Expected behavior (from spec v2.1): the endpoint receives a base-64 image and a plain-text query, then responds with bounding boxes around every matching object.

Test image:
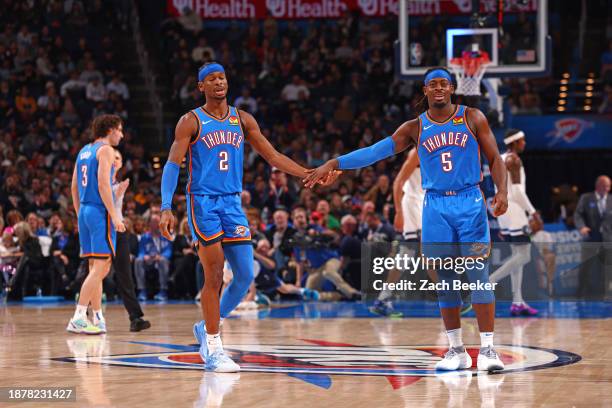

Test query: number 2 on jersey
[440,152,453,173]
[219,150,229,171]
[81,164,87,187]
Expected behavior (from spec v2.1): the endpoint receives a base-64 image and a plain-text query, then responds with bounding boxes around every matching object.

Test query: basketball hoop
[449,50,491,96]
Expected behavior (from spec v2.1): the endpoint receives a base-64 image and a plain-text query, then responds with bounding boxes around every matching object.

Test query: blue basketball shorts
[421,186,491,256]
[421,186,495,308]
[187,193,251,245]
[78,204,117,259]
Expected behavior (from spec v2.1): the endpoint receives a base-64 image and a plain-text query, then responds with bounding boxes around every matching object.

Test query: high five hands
[302,159,342,188]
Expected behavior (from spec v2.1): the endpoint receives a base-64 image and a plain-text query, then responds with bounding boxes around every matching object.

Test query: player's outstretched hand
[302,159,336,188]
[319,170,342,187]
[491,191,508,217]
[393,210,404,232]
[113,221,125,232]
[159,210,175,241]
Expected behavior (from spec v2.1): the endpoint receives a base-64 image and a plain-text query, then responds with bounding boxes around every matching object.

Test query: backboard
[396,0,551,79]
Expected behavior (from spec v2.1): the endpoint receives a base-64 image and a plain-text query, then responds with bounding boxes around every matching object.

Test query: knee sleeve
[467,260,495,304]
[510,244,531,267]
[438,269,461,308]
[220,242,255,317]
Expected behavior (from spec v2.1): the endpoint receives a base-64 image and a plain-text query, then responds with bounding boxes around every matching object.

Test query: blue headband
[425,69,453,85]
[198,62,225,81]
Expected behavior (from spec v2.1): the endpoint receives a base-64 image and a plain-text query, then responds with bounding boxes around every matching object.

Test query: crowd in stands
[0,5,612,300]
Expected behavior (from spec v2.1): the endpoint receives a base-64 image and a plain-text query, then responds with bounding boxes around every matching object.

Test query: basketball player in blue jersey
[66,115,125,334]
[160,63,337,372]
[304,68,508,371]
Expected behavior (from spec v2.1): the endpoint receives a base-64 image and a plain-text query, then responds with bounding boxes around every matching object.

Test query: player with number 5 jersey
[160,62,337,372]
[306,67,508,371]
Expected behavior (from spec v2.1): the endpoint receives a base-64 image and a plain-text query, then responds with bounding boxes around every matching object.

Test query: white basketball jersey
[496,152,529,236]
[402,167,425,239]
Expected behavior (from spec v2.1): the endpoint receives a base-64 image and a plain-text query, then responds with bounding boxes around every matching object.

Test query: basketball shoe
[510,303,538,316]
[478,346,504,371]
[193,320,208,363]
[66,317,106,334]
[436,346,472,371]
[200,350,240,373]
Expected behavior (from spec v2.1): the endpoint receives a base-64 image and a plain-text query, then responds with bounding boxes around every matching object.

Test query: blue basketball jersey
[417,105,482,191]
[76,142,114,206]
[187,106,244,195]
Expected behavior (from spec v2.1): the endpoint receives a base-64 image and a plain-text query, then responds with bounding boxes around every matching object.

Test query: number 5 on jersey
[219,150,229,171]
[440,152,453,173]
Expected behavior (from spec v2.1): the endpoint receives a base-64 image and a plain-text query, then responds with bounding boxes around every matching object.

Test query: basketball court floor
[0,302,612,407]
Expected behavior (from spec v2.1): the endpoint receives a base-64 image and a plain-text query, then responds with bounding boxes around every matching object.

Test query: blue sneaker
[255,291,272,306]
[204,350,240,373]
[94,320,106,333]
[193,320,208,363]
[302,288,320,301]
[369,300,403,317]
[153,290,168,302]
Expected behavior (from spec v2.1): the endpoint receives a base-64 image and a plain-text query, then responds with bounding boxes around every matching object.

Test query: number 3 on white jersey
[440,152,453,173]
[219,150,229,171]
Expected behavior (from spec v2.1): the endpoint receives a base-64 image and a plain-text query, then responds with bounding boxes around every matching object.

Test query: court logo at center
[59,340,581,385]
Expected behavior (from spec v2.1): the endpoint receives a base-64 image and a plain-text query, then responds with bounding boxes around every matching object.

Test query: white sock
[206,333,223,354]
[480,332,493,348]
[93,309,104,324]
[510,266,525,304]
[446,327,463,348]
[72,305,87,319]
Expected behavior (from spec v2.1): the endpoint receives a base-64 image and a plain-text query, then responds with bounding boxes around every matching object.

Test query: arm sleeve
[161,241,172,260]
[137,235,147,259]
[512,184,535,215]
[574,194,587,229]
[161,161,180,211]
[337,136,395,170]
[112,184,125,221]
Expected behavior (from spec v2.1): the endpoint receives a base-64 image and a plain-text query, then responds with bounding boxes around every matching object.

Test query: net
[449,51,491,96]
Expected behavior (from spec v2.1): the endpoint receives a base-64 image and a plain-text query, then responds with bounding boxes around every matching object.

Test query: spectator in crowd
[106,73,130,101]
[234,87,257,115]
[363,174,393,213]
[266,167,297,212]
[338,214,361,289]
[134,214,172,301]
[292,207,361,299]
[253,238,319,300]
[365,212,395,242]
[281,75,310,102]
[574,175,612,298]
[85,76,106,102]
[317,200,340,231]
[49,214,80,294]
[9,221,44,299]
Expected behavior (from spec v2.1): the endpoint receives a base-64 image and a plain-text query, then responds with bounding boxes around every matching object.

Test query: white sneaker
[436,346,472,371]
[66,317,103,334]
[478,346,504,371]
[204,350,240,373]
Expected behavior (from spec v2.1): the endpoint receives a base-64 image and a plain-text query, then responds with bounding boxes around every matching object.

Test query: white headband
[504,130,525,145]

◆ TASK OBJECTIVE: Rewrite everything from the start of the items down through the line containing "[0,5,612,300]", renaming "Test query" to "Search query" and keeping all else unchanged. Leave the pictures out of your answer.

◆ OUTPUT OF THE EXERCISE:
Expected behavior (from spec v2.1): the endpoint receives a base-64 image and a plain-text query, then responds with bounding boxes around every matching object.

Test image:

Search query: number 2 on jersey
[440,152,453,173]
[219,150,229,171]
[81,164,87,187]
Expected behavior (from spec v2.1): the endpoint receives a base-64 image and a plain-text query, then responds with bounding boxes around every matching object.

Search query: basketball hoop
[449,50,491,96]
Expected behavior (from spec v2.1): the endpoint receives a base-64 image and a plain-text query, then responds with bounding boxes around every matching object.

Search query: blue basketball shorts
[421,186,491,256]
[421,186,495,308]
[187,193,251,245]
[78,204,117,259]
Expected behavior (from spec v2.1): the endpoint receives a base-64 image and a plain-text query, then responds with bounding boxes around every matching object.

Search query: high five hands
[302,159,342,188]
Expected behavior (from spec v2.1): the endpoint receives a base-64 image and a plain-text query, then responds with bounding boxes around every matching object.

Search query: player's outstretched hand
[302,159,336,188]
[319,170,342,187]
[491,191,508,217]
[393,210,404,232]
[113,221,125,232]
[159,210,175,241]
Expected behavior (from spec v2.1): the endpoint receives a base-64 image and a plain-text query, then responds with bounding boxes around every matching object.

Search query: backboard
[396,0,551,79]
Expected behavior (from spec v2.1): the endpoint receives a base-64 image and a plain-text query, then responds with bounding boxes around every matching object.

Search query: knee sleeve
[467,260,495,304]
[510,244,531,267]
[438,269,461,308]
[220,242,255,317]
Expected behavior (from spec v2.1): the endpoint receives a base-64 image and a plain-text query, then responds with bounding boxes around every matching object.

Search query: blue headband
[425,69,453,85]
[198,62,225,81]
Expected behavior (from spec v2.1): the endpoint receives a base-64 image and a plain-text query, then responds with bounding boxes around every matching object.

Search query: crowd in stands
[0,5,612,300]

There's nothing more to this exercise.